[SOAL LATIHAN]
Menurut kutipan halaman tentang putusan MK soal sekolah swasta gratis, jenjang pendidikan apa saja yang biayanya diamanatkan untuk digratiskan oleh negara?

++++ KUTIPAN HALAMAN ++++

Putusan MK soal Sekolah Swasta Gratis Disorot Golkar: Minta MK Cermati Realitas Anggaran dan Partisipasi Masyarakat
Tanggal: 29 Mei 2025 22:56 wib.
Jakarta, Tampang.com – Putusan Mahkamah Konstitusi (MK) yang mengamanatkan negara untuk menggratiskan biaya pendidikan jenjang SD-SMP, termasuk di sekolah swasta, menuai kritik dari Partai Golkar. Sekretaris Jenderal Partai Golkar, Muhammad Sarmuji, menilai MK seharusnya mempertimbangkan realitas anggaran dan partisipasi masyarakat sebelum mengeluarkan putusan yang bersifat final dan mengikat tersebut.

++++ DAFTAR ENTRI ++++

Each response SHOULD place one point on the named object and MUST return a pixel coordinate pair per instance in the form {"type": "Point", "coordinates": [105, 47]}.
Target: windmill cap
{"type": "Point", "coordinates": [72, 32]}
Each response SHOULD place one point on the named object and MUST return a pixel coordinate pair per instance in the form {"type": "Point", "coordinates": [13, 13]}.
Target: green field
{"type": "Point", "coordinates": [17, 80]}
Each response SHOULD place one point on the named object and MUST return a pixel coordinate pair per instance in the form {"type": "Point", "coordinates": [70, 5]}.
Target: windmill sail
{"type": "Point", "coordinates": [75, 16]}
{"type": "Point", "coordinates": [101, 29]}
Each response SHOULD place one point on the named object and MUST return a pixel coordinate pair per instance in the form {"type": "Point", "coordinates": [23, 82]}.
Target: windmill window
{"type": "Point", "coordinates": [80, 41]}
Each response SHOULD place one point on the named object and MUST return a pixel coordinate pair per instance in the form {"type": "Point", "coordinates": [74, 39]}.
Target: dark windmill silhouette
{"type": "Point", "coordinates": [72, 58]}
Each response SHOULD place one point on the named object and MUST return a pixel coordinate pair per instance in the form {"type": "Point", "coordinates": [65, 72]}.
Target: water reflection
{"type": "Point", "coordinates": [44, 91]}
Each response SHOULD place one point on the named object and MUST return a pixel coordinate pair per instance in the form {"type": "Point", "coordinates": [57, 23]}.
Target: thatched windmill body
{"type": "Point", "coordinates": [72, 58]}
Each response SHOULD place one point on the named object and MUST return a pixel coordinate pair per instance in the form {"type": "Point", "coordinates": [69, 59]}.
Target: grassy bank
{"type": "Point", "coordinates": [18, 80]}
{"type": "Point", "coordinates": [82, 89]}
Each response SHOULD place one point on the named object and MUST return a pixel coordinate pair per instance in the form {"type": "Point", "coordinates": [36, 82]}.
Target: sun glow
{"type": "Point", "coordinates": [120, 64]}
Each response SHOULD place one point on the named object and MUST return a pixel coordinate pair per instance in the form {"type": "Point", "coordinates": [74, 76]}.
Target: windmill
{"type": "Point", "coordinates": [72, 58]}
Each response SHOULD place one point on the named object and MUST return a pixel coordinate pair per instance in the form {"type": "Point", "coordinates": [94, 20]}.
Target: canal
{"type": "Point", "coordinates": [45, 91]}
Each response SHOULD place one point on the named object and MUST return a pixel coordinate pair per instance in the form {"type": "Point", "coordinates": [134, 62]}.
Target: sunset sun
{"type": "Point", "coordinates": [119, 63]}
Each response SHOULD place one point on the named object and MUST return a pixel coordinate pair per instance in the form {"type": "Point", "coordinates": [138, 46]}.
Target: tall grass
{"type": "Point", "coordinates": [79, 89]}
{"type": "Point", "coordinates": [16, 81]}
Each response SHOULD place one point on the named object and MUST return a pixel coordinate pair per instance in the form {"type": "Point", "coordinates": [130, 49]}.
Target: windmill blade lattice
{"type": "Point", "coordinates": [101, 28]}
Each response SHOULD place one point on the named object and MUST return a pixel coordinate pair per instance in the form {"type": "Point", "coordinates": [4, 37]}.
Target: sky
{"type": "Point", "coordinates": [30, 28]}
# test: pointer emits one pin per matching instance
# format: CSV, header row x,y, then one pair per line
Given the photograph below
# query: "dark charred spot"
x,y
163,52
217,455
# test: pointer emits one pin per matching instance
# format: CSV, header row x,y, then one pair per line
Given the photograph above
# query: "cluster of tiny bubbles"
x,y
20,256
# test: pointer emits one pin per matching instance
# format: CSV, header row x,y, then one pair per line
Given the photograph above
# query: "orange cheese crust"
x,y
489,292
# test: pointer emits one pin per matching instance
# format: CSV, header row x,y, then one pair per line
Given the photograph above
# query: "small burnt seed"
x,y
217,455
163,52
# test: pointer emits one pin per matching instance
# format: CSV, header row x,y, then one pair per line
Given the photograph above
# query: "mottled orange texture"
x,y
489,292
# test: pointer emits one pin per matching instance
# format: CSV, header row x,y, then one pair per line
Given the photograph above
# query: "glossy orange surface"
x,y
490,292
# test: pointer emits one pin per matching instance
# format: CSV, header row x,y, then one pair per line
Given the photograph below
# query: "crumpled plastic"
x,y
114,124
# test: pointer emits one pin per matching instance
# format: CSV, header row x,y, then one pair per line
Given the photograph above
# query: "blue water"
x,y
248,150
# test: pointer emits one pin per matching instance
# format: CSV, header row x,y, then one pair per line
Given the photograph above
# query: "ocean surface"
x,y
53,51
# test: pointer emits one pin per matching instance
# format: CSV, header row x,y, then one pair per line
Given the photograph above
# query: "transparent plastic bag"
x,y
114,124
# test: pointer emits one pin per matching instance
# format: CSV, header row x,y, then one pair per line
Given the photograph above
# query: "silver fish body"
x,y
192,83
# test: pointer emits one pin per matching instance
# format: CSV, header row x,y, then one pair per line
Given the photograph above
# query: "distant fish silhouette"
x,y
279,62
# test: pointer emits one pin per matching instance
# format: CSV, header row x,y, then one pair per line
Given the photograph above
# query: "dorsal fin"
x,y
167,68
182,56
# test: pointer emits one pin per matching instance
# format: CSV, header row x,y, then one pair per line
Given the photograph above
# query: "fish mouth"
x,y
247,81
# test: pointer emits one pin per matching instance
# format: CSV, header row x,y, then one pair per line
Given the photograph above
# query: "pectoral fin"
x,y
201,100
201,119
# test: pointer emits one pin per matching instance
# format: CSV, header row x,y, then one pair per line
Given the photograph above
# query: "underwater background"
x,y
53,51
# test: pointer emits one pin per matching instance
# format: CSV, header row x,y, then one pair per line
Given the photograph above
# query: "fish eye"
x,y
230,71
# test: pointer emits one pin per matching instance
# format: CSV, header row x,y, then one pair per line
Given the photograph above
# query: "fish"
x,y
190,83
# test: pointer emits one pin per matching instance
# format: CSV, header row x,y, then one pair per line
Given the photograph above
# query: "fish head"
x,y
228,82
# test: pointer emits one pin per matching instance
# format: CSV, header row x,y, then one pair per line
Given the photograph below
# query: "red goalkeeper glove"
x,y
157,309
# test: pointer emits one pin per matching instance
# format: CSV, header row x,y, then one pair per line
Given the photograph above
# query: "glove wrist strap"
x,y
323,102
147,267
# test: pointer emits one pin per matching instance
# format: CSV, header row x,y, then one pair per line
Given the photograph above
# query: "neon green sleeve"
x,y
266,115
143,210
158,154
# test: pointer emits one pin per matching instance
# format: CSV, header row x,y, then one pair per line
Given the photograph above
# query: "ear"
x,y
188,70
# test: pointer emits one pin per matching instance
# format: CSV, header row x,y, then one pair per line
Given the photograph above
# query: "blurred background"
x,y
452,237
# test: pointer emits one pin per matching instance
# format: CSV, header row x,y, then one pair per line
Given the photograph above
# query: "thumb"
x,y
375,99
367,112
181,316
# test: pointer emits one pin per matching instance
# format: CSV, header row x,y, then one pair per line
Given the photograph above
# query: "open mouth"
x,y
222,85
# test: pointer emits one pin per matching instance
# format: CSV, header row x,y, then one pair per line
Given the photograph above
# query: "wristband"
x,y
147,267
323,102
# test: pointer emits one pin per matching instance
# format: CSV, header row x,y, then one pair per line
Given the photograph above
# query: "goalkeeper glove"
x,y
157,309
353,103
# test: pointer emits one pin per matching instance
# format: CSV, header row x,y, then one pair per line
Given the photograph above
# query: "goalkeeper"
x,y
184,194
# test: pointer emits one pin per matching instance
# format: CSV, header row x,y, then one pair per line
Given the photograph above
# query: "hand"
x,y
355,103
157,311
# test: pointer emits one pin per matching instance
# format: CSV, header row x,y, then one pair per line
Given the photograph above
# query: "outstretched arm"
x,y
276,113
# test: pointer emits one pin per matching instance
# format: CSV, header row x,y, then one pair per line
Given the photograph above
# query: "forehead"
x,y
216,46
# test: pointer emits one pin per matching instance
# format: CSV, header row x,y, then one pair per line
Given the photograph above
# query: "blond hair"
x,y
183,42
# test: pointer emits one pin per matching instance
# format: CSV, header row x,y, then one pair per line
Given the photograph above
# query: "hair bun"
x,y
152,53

++++

[HASIL LATIHAN]
Jenjang SD-SMP, termasuk di sekolah swasta.